═════ Extrait du texte ═════

L’AFEF – Association Françaises pour l’Enseignement du Français – lance un appel à résister à la déconstruction de l’école. Pour ce faire, elle propose un premier temps d’échange à tous les acteurs et actrices de l’école le mercredi 13 décembre prochain. Viviane Youx, présidente de l’association explique aux lecteurs et lectrices l’objet de cet appel.
Vous lancez un appel à résister. De quoi s’agit-il?
Il s’agit, pour l’AFEF, de mobiliser le plus grand nombre d’acteurs de l’éducation afin de réfléchir ensemble à l’état de l’école, parce que nous croyons à la force du collectif. Notre réflexion sera plus nourrie et approfondie si nous nous réunissons : associations de spécialistes, syndicats, chercheurs, formateurs, professeurs, parents d’élèves, inspecteurs, chefs d’établissement, tous les acteurs de la communauté éducative… À l’instar du séminaire de réflexion que nous avions initié en novembre 2020 sur le numérique éducatif et qui avait rassemblé un large collectif autour d’une réflexion de grande puissance, nous souhaitons rassembler à nouveau un collectif pour repenser l’école et réaffirmer les valeurs de l’humanisme.

═════

Énoncé 1 ▸
D'après l'extrait sur l'appel de l'AFEF, quel jour se tiendra le premier temps d'échange proposé par l'association ?
Énoncé 2 ▸
Transcrivez tels quels les lignes de la liste allant de celle qui contient « Pinpoint each lit » jusqu'à celle qui contient « [283, 163, 292, 178] », ces deux lignes comprises.
Le texte ci-dessus et la liste n'ont pas la même origine.

═════ Matériel de travail ═════

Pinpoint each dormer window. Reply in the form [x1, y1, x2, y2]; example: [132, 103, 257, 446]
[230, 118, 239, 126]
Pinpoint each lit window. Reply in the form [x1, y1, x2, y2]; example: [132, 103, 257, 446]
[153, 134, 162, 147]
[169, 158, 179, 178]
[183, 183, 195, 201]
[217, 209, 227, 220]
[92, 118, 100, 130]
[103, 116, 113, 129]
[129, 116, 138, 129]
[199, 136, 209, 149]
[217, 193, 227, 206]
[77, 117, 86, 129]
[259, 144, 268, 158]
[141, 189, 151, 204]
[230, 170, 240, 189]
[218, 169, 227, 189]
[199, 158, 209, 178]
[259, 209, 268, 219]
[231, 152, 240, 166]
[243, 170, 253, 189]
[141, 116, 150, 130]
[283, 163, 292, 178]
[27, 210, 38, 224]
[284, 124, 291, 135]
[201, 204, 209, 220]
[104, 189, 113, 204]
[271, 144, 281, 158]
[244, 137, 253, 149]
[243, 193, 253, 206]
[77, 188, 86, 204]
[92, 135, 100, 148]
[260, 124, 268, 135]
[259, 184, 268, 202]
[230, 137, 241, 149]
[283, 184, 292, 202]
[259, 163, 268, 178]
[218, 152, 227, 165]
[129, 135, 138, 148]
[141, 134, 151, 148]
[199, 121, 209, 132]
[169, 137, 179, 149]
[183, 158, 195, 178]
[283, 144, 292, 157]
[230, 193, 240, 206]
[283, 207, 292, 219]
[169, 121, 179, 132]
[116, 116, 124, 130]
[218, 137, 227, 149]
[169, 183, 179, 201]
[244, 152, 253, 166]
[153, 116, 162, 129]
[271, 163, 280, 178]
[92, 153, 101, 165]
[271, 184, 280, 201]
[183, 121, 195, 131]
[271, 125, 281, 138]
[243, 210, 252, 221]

═════

Réponse finale 1 ▸
Le mercredi 13 décembre.

Réponse finale 2 ▸
Pinpoint each lit window. Reply in the form [x1, y1, x2, y2]; example: [132, 103, 257, 446]
[153, 134, 162, 147]
[169, 158, 179, 178]
[183, 183, 195, 201]
[217, 209, 227, 220]
[92, 118, 100, 130]
[103, 116, 113, 129]
[129, 116, 138, 129]
[199, 136, 209, 149]
[217, 193, 227, 206]
[77, 117, 86, 129]
[259, 144, 268, 158]
[141, 189, 151, 204]
[230, 170, 240, 189]
[218, 169, 227, 189]
[199, 158, 209, 178]
[259, 209, 268, 219]
[231, 152, 240, 166]
[243, 170, 253, 189]
[141, 116, 150, 130]
[283, 163, 292, 178]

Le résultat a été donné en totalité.